**Work order**.
In the comment thread, what vehicles were used to deliver the mail, which meant the bees were collected at the post office?

Raw skeletons wouldn't pass customs here in Australia. Our import laws are very strict.
You should be exporting your weird-ass skeletons.
Aust Post has rules about shipping live animals too. We only ever got fertile eggs and packages of bees. They emitted a steady furious drone that set my nerves on edge and kept me looking over my shoulder in case they'd tunneled out while we were sorting. Fortunately we delivered the mail on motorbikes, so the bees were collected at the post office, rather than me racing around with that angry hum behind me…
Whenever I'd get baby chicks, I was totally charmed by all the squeaking for at least the first few hours. If they were at the end of my route, though, I was ready to spatchcock the little buggers.
While I haven't done so in many years I once maintained an active practice as a Clinical Herbalist. I ordered many herbs from a grower several hundred miles away. One, asafoetida, has a piercing, pungent and fairly disgusting odour. I apologized to the postman when he delivered it, holding it at arm's length. "On a scale of 1-10 it's only a 3," he said. "I once had to deliver a raw chicken someone's mother had mailed from Calcutta in July. It took five weeks to get here. That one was a 10 of 10."
Apparently India has different rules, or perhaps none at all, about mailing poultry.
Did not snort; cackled. Helplessly.
Like, "buk buk buk buk buk?"
It's those damned Begonians! Scotty-From-Marketing is out to stomp on any and all things that might be joy/joyful/joyous. He's even after our emus now. Next thing the the bugger will be telling the world he is in favour of coal because it's a part of our heritage.
American readers should, perhaps, be directed to Australian news outlets. ( Or not, since some are owned by a Very, Very Rich Australian/Amrican.)
I don't know. I'm afraid.
Once, when mailing a copy of my book of poems, I responded to the clerk's list of forbidden substances with "No, just love and death."
I'll bet you're a lot of fun at airport security, too.
I'd be as meek and boring as possible. (I haven't been to an airport in about 25 years, and I'm not looking forward to the experience.)
My biggest beef with posting anything anywhere is the cost of postage which more often than not, costs far more than the item itself, even just to go across town. It would be cheaper in some cases for me to hop on a bus and hand deliver it. Sending interstate is too expensive now and ordering anything from ebay via USA is completely out of the question, with many postage costs listed as being over $100.
That's weird that postage would cost so much. I ordered 3 pairs of merino wool fingerless gloves from a company in New Zealand this past winter. Not only was the shipping free, but I got them in about a week. (And they kept my digits very toasty.)
I generally try to go for the companies that have free postage. Sometimes you have to spend x amount, but I use it as an opportunity to stock up on things I will need soon anyway. Sometimes it just takes the right coupon code to get free shipping. I have the Honey app on my computer, and when you check out, it automatically drops down and tries various coupon codes until it settles on the one that saves you the most money. I love this app! (And I am not usually an app person.)
Yet another reason to support the US Mail. Once the Republicans get done gutting it, they'll parcel it out to private companies and we'll all find out how much it REALLY costs to send a letter to Hawaii.
My husband is a rock collector. Wherever I worked (the Southwest, Barrow,AK) he would pick up rocks and mail them back to RI where we live. I think we sent about 25 one rate boxes back from Barrow (couldn't pack them in the car as you have to fly in). Do you know you can pack about 45# of rocks in one of those boxes? I always felt sorry for the postman who had to lug those to the back door.
Mailing rocks. That's a new one. I'll tell you what: gold bricks weigh a lot.
Bees and poultry, when I order them, go to a small post office in the next town over where my friend is the only one in the office. She takes care of my babies until I can get there. She likes the chicks and ducklings much more than the bees, but even those (she says) are cool to hang out with.

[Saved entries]
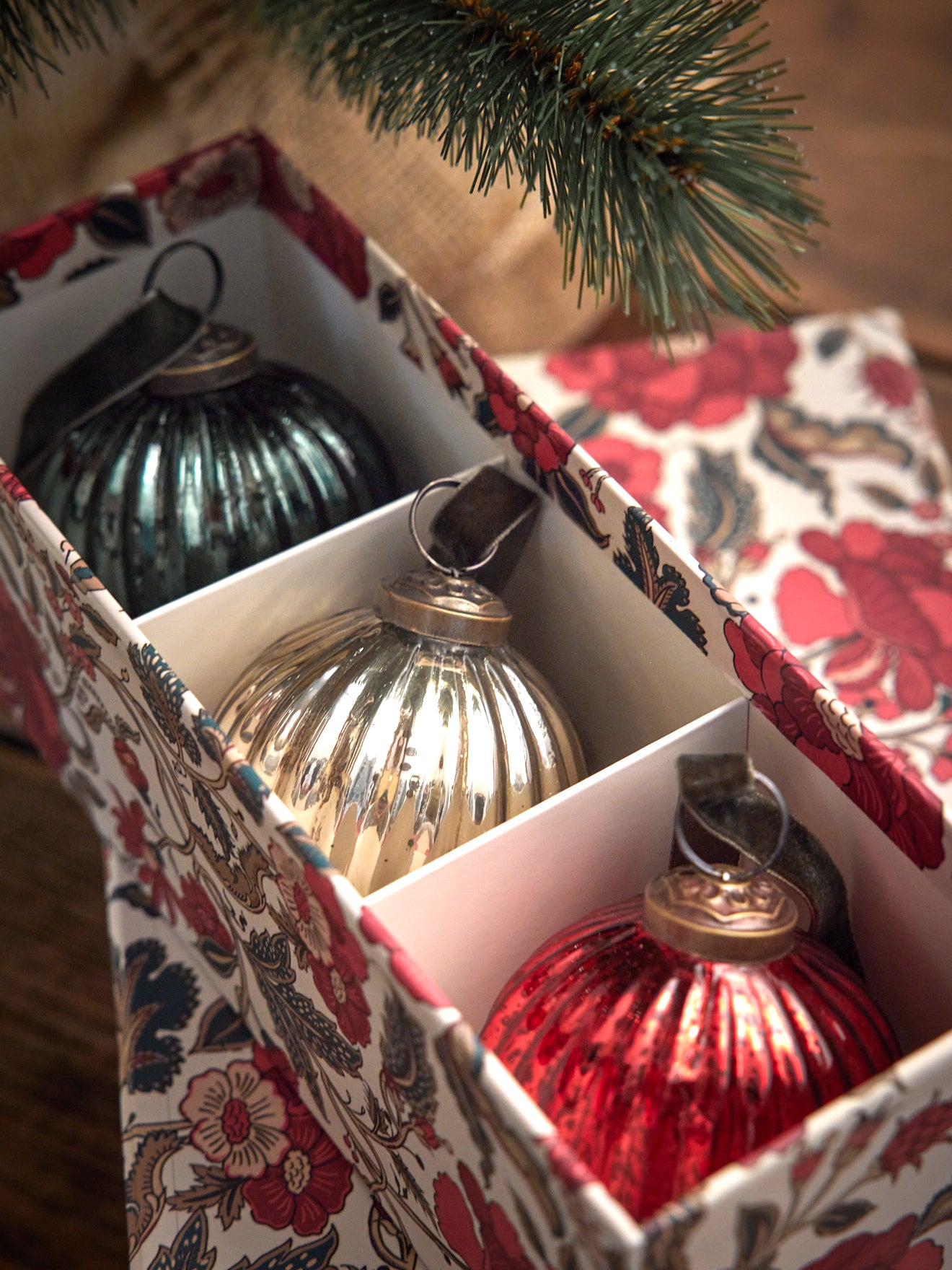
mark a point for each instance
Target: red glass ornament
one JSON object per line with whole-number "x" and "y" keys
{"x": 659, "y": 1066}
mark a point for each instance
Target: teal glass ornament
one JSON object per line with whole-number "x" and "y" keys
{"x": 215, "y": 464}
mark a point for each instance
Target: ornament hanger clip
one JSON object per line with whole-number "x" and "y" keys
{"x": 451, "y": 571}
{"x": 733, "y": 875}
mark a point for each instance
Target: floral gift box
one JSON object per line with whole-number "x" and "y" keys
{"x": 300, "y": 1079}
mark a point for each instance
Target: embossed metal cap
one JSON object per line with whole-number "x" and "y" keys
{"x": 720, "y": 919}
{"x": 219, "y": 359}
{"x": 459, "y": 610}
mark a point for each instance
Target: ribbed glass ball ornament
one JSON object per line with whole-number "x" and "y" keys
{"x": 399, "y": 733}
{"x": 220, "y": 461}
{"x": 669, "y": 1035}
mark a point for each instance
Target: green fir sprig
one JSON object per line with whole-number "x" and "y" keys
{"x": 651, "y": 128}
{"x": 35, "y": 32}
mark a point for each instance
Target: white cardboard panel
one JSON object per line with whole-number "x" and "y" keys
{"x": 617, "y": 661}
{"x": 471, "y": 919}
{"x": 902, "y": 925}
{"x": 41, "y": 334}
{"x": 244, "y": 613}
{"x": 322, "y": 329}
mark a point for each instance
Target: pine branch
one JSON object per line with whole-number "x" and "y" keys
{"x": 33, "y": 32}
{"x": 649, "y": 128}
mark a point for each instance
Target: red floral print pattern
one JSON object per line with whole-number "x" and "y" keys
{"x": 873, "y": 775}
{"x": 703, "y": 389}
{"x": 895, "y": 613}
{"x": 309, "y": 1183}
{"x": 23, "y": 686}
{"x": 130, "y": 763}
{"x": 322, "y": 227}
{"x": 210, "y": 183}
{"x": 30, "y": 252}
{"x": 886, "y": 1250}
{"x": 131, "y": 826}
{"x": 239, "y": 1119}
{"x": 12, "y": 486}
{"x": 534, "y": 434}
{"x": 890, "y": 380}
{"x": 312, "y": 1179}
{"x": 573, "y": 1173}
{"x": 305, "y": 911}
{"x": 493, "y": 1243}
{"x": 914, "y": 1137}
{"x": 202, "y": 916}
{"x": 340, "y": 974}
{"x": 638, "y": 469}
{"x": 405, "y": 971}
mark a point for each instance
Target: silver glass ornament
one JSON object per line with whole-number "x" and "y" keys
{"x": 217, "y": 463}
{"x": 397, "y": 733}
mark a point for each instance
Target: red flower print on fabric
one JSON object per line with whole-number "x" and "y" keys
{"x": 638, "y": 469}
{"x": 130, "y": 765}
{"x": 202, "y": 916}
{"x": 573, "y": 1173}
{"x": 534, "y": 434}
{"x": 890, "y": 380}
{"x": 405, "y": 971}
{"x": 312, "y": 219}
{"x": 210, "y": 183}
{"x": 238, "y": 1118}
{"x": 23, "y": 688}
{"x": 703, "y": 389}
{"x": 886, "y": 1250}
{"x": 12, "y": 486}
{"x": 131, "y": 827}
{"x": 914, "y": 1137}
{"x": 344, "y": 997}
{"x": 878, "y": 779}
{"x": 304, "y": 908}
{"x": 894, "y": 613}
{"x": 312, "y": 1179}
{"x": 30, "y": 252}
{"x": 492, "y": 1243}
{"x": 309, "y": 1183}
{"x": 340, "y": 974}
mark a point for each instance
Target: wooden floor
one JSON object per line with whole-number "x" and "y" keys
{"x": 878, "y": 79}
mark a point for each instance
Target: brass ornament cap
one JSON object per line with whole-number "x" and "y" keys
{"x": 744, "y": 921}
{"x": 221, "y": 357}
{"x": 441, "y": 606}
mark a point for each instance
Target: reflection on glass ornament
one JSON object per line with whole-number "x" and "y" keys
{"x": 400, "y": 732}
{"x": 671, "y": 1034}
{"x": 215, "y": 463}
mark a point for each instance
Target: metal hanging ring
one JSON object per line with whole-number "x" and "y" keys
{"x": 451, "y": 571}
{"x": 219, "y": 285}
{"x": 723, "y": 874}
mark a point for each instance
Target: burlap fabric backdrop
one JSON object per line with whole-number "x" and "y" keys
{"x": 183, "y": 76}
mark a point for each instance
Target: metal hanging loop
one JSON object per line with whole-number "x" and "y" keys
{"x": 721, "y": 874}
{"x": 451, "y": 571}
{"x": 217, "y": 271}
---
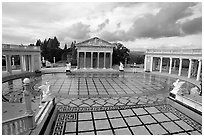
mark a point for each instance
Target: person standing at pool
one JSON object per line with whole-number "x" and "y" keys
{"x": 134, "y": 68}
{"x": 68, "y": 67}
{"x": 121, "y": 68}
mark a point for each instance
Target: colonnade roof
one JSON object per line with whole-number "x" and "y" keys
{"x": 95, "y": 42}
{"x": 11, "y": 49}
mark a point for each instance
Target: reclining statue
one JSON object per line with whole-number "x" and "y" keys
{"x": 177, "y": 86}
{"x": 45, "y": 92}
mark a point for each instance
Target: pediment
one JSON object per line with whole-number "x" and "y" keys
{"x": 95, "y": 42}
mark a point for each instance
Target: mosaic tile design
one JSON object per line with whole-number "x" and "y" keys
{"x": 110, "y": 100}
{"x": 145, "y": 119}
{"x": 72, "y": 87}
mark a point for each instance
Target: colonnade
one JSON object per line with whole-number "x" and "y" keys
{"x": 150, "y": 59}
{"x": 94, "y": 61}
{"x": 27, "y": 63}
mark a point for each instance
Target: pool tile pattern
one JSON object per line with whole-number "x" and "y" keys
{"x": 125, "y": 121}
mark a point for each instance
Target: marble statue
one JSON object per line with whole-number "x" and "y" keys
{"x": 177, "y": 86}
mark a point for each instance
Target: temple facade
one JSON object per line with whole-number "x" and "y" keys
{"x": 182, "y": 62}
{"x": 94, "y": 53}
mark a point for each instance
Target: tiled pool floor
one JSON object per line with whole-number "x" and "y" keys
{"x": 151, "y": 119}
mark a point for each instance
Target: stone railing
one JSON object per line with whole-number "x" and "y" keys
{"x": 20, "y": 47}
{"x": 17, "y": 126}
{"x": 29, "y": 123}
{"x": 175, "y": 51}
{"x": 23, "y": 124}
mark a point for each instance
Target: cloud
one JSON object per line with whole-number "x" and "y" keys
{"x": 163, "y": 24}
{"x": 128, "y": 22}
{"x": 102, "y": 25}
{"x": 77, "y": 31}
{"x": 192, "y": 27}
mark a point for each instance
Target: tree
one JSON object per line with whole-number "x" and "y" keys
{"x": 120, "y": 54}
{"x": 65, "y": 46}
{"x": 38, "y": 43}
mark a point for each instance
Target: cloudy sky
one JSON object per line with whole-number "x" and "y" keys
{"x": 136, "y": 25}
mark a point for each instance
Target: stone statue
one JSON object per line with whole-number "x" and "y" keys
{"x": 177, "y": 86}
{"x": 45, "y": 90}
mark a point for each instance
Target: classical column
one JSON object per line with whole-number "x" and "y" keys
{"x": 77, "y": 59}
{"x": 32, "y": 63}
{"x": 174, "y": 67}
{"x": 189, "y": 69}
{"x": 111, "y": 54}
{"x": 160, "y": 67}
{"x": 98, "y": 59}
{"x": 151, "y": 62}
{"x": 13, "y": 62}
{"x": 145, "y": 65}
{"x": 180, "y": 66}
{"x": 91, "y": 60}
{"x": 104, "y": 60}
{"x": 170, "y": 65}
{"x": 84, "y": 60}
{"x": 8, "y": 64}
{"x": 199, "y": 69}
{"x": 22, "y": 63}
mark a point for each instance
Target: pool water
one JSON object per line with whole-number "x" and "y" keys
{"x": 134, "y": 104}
...
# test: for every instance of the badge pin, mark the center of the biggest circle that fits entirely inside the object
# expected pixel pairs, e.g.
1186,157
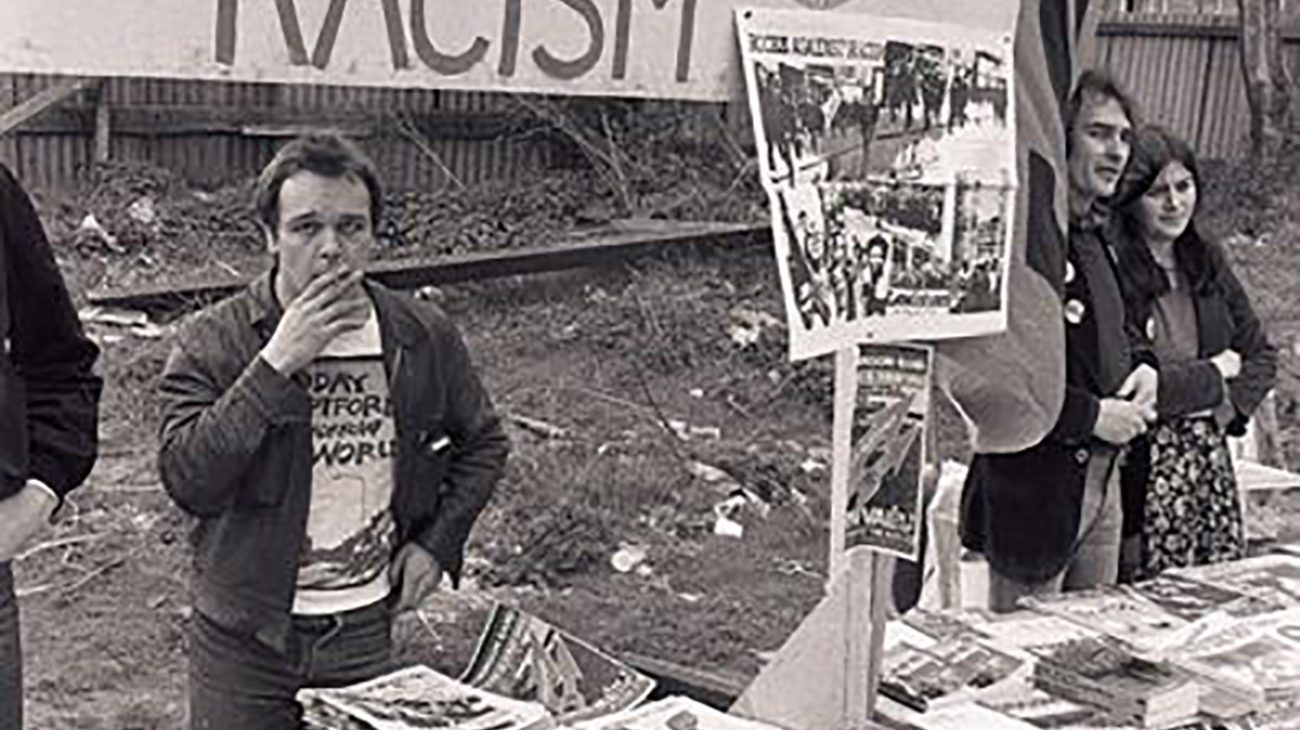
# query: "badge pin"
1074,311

**Result below**.
Motorbikes.